— START OF Information provided —

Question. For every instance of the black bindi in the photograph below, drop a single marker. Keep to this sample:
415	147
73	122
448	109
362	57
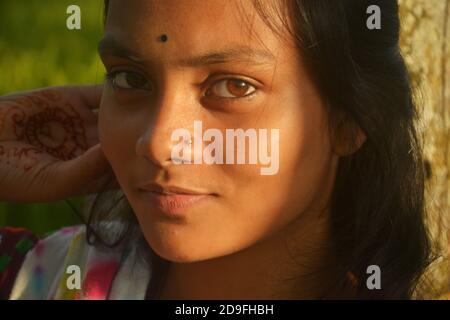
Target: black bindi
163	38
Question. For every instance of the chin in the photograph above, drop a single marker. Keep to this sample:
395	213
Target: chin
175	249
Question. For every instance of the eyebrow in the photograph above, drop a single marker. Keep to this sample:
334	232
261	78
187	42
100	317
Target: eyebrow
109	46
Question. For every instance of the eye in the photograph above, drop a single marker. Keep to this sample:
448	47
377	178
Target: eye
231	88
128	80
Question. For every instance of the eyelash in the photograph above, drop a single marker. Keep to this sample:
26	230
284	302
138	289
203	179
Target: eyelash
110	76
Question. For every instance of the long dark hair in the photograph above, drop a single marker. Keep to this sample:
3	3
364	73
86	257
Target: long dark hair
377	206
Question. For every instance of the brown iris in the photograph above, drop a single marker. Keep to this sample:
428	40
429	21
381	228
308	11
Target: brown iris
135	80
237	88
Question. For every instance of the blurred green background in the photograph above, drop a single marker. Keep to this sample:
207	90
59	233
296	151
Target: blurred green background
37	50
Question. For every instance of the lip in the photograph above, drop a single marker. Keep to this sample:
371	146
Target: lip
173	200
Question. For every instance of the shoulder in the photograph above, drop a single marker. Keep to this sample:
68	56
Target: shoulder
14	245
44	265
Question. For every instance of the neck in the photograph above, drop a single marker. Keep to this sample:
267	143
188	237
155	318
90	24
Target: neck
294	263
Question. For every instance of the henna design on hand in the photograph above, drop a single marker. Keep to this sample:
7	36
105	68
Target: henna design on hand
21	157
57	130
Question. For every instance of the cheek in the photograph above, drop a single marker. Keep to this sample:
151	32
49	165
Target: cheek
115	136
304	173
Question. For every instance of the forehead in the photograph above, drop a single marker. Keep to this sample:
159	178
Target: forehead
192	26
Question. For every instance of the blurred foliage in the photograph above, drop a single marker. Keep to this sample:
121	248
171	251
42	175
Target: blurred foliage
37	50
425	42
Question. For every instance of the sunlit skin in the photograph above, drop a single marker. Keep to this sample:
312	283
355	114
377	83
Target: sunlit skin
253	230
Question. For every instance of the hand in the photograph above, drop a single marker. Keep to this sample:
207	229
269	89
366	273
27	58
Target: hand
49	148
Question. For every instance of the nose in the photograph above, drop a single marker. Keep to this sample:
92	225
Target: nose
174	109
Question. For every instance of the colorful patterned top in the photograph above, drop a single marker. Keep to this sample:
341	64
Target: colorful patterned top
14	244
64	266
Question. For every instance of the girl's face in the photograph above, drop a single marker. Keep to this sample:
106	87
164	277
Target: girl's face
223	66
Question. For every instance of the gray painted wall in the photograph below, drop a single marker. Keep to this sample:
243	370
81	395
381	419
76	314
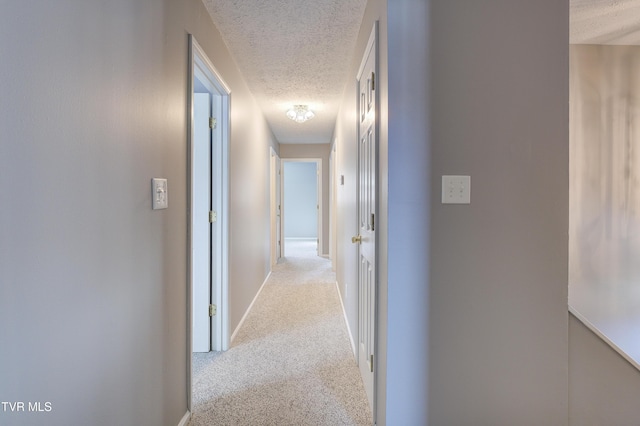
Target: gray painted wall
603	386
315	151
473	316
93	283
300	199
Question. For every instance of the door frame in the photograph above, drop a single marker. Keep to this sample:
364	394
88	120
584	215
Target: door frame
371	49
199	62
276	206
318	162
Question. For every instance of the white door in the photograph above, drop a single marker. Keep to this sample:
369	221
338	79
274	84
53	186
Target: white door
201	246
366	238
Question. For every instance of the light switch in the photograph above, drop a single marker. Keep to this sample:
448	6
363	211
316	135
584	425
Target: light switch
456	189
159	194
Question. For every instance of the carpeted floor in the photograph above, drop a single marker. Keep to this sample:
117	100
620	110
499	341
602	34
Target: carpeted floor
291	362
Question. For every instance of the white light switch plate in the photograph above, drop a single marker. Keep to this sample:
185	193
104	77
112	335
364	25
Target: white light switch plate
159	194
456	189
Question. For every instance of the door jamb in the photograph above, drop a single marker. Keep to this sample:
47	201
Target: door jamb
318	162
198	59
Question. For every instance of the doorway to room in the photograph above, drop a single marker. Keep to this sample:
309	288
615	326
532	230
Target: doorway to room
208	206
301	202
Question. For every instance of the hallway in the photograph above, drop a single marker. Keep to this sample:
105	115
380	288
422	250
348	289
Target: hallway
291	362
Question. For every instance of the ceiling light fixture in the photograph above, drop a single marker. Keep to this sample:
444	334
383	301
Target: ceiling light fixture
300	113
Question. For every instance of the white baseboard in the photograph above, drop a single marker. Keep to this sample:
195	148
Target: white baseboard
185	419
346	321
244	317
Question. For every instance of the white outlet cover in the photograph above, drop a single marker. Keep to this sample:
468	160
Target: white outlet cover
456	189
159	194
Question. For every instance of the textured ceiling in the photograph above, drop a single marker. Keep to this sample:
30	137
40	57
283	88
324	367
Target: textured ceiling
292	52
298	51
605	22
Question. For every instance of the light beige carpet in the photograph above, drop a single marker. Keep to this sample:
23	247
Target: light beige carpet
291	362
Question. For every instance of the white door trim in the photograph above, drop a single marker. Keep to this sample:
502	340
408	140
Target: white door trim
318	162
200	64
372	231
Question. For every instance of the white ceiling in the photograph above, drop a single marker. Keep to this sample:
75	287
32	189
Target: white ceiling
292	52
605	22
298	51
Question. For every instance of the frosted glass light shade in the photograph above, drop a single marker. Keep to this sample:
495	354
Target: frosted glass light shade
300	113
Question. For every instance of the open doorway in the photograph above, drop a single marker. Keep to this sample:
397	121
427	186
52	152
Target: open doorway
208	206
301	206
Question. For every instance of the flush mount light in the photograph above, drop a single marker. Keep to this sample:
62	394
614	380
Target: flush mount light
300	113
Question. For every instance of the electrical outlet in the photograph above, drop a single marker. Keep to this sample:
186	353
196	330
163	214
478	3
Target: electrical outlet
456	189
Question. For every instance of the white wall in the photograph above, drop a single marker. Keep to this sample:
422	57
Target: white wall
604	232
315	151
93	291
300	199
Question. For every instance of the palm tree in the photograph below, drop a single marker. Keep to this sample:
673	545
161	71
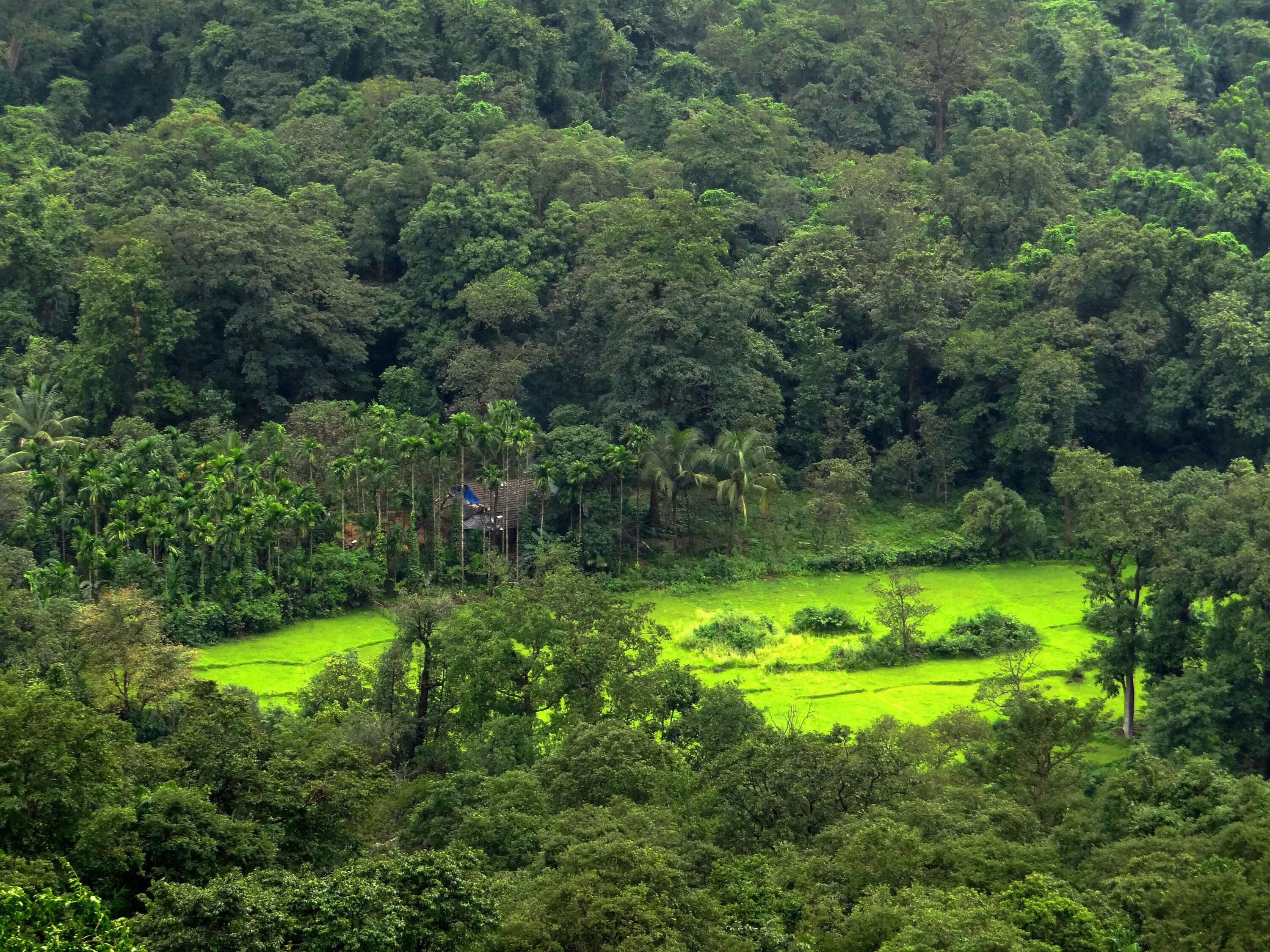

— END OF Information provided —

Copy all of the data above word for word, and leave out the pictures.

-- Written answer --
Question. For every instance of the black bindi in the photograph below, drop a single marker. Keep to this sample:
415	147
73	122
448	109
362	57
Target: black bindi
163	38
Question. For every instance of the chin in the photograph above, drop a single marker. Keep to this sample:
395	213
Target: chin
175	249
Question. For every instance of the eyebrow in the photograph above, drop a single marker. Keep to this sample:
334	232
261	78
187	42
100	317
Target: eyebrow
109	46
Question. For every instance of the eye in the photograph above, drop a single marker. Keep to this sample:
448	47
377	178
Target: eye
231	88
128	80
Question. For every instance of the eyelash in the photograph above, drop a single marker. Keep to this sample:
26	230
284	302
138	289
203	179
Target: eyelash
110	76
Question. For every instance of the long dark hair in the photograph above, drop a single marker. Keep to this sample:
3	3
364	73
86	257
Target: long dark hair
377	206
Question. For every instance of the brown iris in the photograph above, drop a single marker. Keep to this sample:
428	40
429	21
381	228
308	11
Target: brown iris
135	80
237	88
Question. For every instance of the blurred green background in the photograph above, drop a single marker. Keep to this sample:
207	90
59	233
296	151
Target: blurred green background
37	50
Question. For every instance of the lip in the photograph above, drop a single marker. Keep to this sample:
371	146
Target: lip
173	200
Question. For every instance of the shoulder in the photograph above, drop a single marker. Keep to this sample:
68	56
Target: shoulder
14	245
44	265
Question. For every instance of the neck in the photograph above, drop a single marker. Keep to this sample:
267	143
188	237
155	318
90	24
Target: neck
294	263
Question. For every instance of the henna design on hand in the photograph above, drop a single marker. Keep to this sample:
7	36
105	68
Target: henna design on hand
21	157
57	130
Question. For every instance of the cheek in the photograph above, drop a single marker. Keep to this sample:
151	32
49	165
Target: cheek
115	136
304	173
Question. For every instance of the forehead in the photograph above, drop a single marker. Keep to this sample:
159	178
Target: forehead
192	26
Question. For every instance of the blurred foliage in the photograph above, drop a single marker. Keep to this sample:
121	248
171	251
42	175
Target: blurred foliage
37	50
425	42
Question. For every instance of the sunlit skin in the photograph above, drop a single marker. Keep to this sample:
312	283
355	114
377	83
Target: sunlit skin
253	230
Question. For every instance of the hand in the photograph above, drop a single marker. Keep to this sample:
207	229
269	89
366	273
27	58
Target: hand
49	148
Question. For every instance of the nose in the photograph above, drop a single marker. Keep to this sample:
92	225
Target: nose
174	109
Question. For every instance of the colorful patterned top in the photograph above, drop a single marker. Keep to this sample:
341	64
Target: colorful patterned top
14	244
64	266
Question. For every instance of the girl's face in the photograph above, drop a single marker. Keep to this sample:
106	87
164	277
Target: girl's face
223	66
Question. For every instance of the gray painted wall in the photograph below, drop a single marker. Keep to this sample:
243	370
81	395
381	419
76	314
Target: gray painted wall
603	386
315	151
473	316
93	283
300	199
Question. For every instance of the door frame in the photograph above, drop a single marker. Keep to this sample:
364	394
88	120
584	215
Target: door frame
371	49
199	62
276	206
318	162
Question. For every instance of the white door in the photograph above, drop a single marker. Keep to this sample:
369	221
338	79
274	84
53	186
Target: white door
201	246
366	238
Question. For every instance of the light switch in the photograph above, drop a single marker. Keep to this sample:
448	6
363	211
316	135
584	425
Target: light switch
456	189
159	194
Question. For every instance of the carpeted floor in the photograph above, drop a single marker. Keep to this sample:
117	100
620	110
499	341
602	34
Target: carpeted floor
291	362
Question. For every instance of the white light switch plate in the photograph above, drop a single marker. Keep to this sample:
185	193
104	77
112	335
364	25
Target: white light switch plate
159	194
456	189
Question. For every instance of the door jamb in the photograph above, drop a single marker. Keep to this sample:
47	201
Target: door jamb
318	162
198	59
Question. For every instance of the doorway to room in the photograph above, drop a single marker. Keep to this sample:
309	288
615	326
532	230
Target: doorway to room
208	206
301	202
Question. For every instance of the hallway in the photograph above, drop a single marker. Keep to this sample:
105	115
380	288
422	250
348	289
Target: hallway
291	362
Question. For every instance of the ceiling light fixture in the photograph above, drop a single marker. Keep to this sample:
444	334
383	301
Target: ceiling light fixture
300	113
Question. For every instance of the white baseboard in the photograph above, drop a single marker. Keep to this sample:
195	148
Target: white baseboard
185	419
346	321
244	317
Question. For every instance of the white outlet cover in the photograph above, drop a single marker. Keep to this sample:
468	160
Target: white outlet cover
456	189
159	194
Question. For every instance of the textured ceiling in the photograph above, drop a single marker. Keep to this sample:
30	137
40	57
283	88
324	367
Target: textured ceiling
292	52
298	51
605	22
Question. For every instance of the light beige carpet in the photograph above, drop a single marker. Keep to this sample:
23	247
Target: light beige carpet
291	362
Question. For every instance of the white door trim in the photograph above, drop a single marker. Keep to this sample:
502	340
408	140
Target: white door trim
318	162
200	64
372	231
Question. For every instance of the white ceiling in the photograph above, drop a single marker. Keep to this sample:
75	287
32	189
Target: white ceiling
292	52
605	22
298	51
Question. For every instance of the frosted glass light shade in the photograph above, drop a single marker. Keep to this sample:
495	354
Target: frosted glass light shade
300	113
Question. For every instance of the open doorway in the photograph above, drop a single marker. Keep to this sample:
397	121
427	186
52	152
Target: open doorway
208	206
301	206
Question. For every instance of the flush mount light in the photograph above, drop a single marker. Keep to this sample:
62	394
614	380
Target: flush mount light
300	113
Question. For every instance of the electrical outlet in the photograph above, drop a single marker. Keep to this sample:
186	353
196	330
163	214
478	3
Target: electrical outlet
456	189
Question. For every instance of the white wall in the photograph above, drop a single marker. Keep to this sample:
422	57
Target: white wall
604	232
315	151
93	291
300	199
Question. For every instance of the palm tree in the photograph below, drop a single marker. Keep to this sample:
673	545
161	71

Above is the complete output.